Leave out every line before the one that contains "Place one keypoint on each instance of the beige". Please restate that line and the rest of the data word for word, through the end.

## Records from a dataset
* * * * * * *

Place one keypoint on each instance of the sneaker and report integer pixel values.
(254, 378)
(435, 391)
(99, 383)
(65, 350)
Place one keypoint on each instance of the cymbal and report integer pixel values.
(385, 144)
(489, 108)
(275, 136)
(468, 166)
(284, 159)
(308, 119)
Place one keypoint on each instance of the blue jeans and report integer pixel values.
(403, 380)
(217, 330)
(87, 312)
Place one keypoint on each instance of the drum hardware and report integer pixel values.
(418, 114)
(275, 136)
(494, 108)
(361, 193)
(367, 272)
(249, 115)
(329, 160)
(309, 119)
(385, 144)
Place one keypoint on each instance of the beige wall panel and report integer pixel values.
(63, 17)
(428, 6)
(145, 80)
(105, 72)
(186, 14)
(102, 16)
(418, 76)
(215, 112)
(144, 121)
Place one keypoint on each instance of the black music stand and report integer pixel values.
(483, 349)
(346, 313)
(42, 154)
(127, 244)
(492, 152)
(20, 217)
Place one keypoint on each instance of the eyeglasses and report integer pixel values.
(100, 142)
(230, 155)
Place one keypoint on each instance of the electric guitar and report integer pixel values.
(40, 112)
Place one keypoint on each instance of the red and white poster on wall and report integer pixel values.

* * * * * * *

## Answer
Place one keypoint on each instance of the beige wall panel and report integer pixel values.
(63, 17)
(428, 6)
(145, 80)
(105, 72)
(186, 14)
(102, 16)
(418, 76)
(215, 112)
(144, 121)
Place one keypoint on each instance of the black music stand and report integer pixel values.
(483, 349)
(346, 313)
(42, 154)
(127, 244)
(492, 152)
(20, 217)
Place one keypoint on each instance of the eyeglasses and report integer pixel values.
(100, 142)
(230, 155)
Place one keypoint on each instance of the electric guitar and report integer pixel values.
(40, 112)
Place one keypoint on each instance of the red and white poster on wall and report integer pixel values.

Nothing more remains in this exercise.